— WHAT IS NEEDED —
In the data that follows, each entry is to be restated exactly.
======== DATA SHOWN
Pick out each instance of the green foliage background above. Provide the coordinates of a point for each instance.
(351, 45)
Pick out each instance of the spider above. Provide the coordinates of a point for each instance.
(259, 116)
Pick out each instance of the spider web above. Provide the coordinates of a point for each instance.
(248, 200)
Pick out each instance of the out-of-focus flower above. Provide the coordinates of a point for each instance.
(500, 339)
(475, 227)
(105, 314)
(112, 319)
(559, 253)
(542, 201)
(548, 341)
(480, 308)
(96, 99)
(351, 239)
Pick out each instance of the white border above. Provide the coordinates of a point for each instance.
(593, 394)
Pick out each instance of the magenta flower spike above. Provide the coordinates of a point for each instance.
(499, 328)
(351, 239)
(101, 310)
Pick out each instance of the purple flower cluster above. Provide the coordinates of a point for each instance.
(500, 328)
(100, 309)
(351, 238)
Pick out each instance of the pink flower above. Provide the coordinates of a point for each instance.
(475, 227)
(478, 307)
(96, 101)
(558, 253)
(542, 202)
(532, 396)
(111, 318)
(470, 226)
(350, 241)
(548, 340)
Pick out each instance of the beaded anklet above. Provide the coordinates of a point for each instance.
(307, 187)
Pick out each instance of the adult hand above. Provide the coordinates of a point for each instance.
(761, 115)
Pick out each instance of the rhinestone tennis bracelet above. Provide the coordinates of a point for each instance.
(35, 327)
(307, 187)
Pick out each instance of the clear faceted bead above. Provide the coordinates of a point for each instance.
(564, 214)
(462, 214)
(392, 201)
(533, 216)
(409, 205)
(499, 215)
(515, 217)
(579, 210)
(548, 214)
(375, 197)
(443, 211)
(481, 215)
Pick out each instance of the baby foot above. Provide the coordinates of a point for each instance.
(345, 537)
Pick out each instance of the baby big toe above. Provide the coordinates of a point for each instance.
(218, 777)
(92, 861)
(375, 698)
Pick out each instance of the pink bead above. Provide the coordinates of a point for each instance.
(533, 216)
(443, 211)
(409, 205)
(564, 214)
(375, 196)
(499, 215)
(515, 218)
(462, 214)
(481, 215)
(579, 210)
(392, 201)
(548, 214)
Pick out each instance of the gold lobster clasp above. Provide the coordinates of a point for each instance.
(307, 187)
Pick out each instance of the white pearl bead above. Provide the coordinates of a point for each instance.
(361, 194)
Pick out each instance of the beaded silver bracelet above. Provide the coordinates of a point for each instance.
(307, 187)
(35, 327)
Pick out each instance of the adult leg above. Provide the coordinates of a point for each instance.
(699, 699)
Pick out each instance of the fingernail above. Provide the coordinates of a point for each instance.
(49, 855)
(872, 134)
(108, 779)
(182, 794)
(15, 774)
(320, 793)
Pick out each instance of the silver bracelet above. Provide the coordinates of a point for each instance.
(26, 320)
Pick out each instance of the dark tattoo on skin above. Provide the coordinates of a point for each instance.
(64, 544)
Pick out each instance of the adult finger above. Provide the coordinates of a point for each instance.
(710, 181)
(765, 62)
================
— ANSWER TO THIS EXERCISE —
Pick out each instance of the green foliage background above. Provide the coordinates of a point for each instance.
(351, 45)
Pick out each instance of the spider above. Provide the coordinates of a point for each instance.
(259, 116)
Pick out each instance of the spider web above. Provide the coordinates of a point for each instance.
(248, 200)
Pick out each instance of the out-of-focus flower above. Provide the coordinates of a point for each instance.
(500, 339)
(475, 227)
(105, 314)
(112, 319)
(559, 253)
(542, 201)
(548, 341)
(480, 308)
(96, 99)
(351, 239)
Pick out each instance of the white border above. Provide the coordinates of a point for each instance.
(593, 394)
Pick out each instance of the magenta flower spike above. Provide the coordinates of a point for each instance.
(499, 328)
(351, 239)
(101, 310)
Pick out each instance of the purple flower cluster above. Provide the coordinates of a point for each instance.
(500, 328)
(100, 309)
(351, 238)
Pick out each instance of the pink flower above. Provide the coordinates of a point for each instance.
(475, 227)
(478, 307)
(96, 101)
(558, 253)
(542, 202)
(532, 396)
(111, 318)
(470, 226)
(350, 241)
(548, 340)
Pick out each instance of the beaded anklet above. Provide the coordinates of a point for each instance.
(307, 187)
Pick out each instance of the adult hand above. Provide the coordinates of a point for each instance.
(761, 115)
Pick out each instance of the rhinestone tennis bracelet above. Provide the coordinates of a point for each instance.
(35, 327)
(307, 187)
Pick out each instance of the clear faceted bead above. Provide the coordinates of a point for each instance.
(564, 214)
(462, 214)
(392, 201)
(533, 216)
(409, 205)
(499, 215)
(515, 217)
(579, 210)
(548, 214)
(375, 197)
(443, 211)
(481, 215)
Pick out each instance of the baby foot above. Provide the coordinates of a point for each instance.
(345, 537)
Pick out each instance of the baby big toe above. Provide the coordinates of a point for each instance.
(218, 777)
(92, 861)
(375, 698)
Pick out each instance of the pink bead above. Provide the coordinates of a point for each instance.
(533, 216)
(443, 211)
(409, 205)
(564, 214)
(375, 196)
(499, 215)
(515, 218)
(462, 214)
(481, 215)
(579, 210)
(392, 201)
(548, 214)
Pick out each instance of the gold lobster clasp above. Provide the coordinates of a point for each instance.
(307, 187)
Pick out each instance of the white pearl bead above. Provide the coordinates of a point for each instance.
(361, 194)
Pick out each instance of the beaded silver bracelet above. Provide the coordinates of a point for each instance.
(307, 187)
(35, 327)
Pick out each instance of the adult leg above. Provide the coordinates of a point for each instance.
(699, 699)
Pick out each instance of the fingernail above. Provide the coordinates of a point for each instance.
(49, 855)
(872, 134)
(108, 779)
(182, 794)
(15, 774)
(320, 793)
Pick out each instance of the silver bracelet above. Provide the coordinates of a point for each instance.
(26, 320)
Pick out each instance of the dark tattoo on skin above. Provide the coordinates of a point for each instance.
(64, 544)
Pick out each instance of the adult finger above. Provide the coordinates of a point for each instance.
(710, 181)
(765, 62)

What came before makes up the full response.